** start PROVIDED ENTRIES **

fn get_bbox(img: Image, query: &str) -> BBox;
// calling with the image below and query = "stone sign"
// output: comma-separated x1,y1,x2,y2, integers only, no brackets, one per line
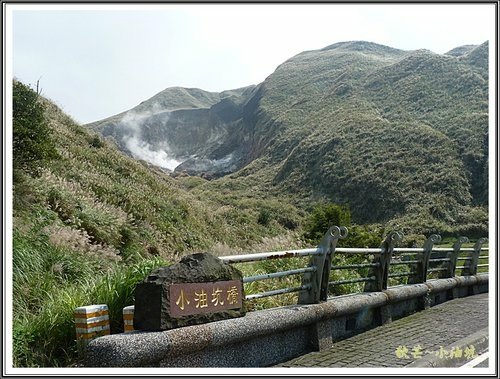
170,280,242,317
134,253,246,331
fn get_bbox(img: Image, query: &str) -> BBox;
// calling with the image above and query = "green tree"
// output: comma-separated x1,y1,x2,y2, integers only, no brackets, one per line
304,203,351,243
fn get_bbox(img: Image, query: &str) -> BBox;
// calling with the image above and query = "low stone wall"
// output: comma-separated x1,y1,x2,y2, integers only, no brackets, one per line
85,274,488,367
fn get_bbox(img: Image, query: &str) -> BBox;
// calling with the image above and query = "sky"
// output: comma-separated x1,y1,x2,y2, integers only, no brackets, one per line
6,3,495,124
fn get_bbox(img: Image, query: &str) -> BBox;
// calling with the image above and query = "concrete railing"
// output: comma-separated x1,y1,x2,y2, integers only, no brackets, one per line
77,227,488,367
85,274,488,367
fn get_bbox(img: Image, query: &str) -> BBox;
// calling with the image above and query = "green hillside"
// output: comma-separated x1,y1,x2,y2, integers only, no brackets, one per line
88,41,488,233
12,81,303,367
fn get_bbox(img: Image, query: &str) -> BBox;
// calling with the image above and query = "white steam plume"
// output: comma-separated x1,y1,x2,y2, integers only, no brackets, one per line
121,104,182,171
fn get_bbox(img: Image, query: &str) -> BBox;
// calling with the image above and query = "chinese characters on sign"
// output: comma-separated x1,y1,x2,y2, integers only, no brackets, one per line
170,280,242,317
394,345,477,359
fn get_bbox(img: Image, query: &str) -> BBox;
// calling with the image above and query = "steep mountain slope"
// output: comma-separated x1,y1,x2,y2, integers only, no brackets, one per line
88,41,488,232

** end PROVIDED ENTRIES **

• **REQUIRED WORK**
Locate each line in the data above that contains the word "sign" and copy those lines.

• **EXERCISE ANSWER**
// calling with the image below and query = "stone sign"
// calling with the image above and query = "chinese characters on sign"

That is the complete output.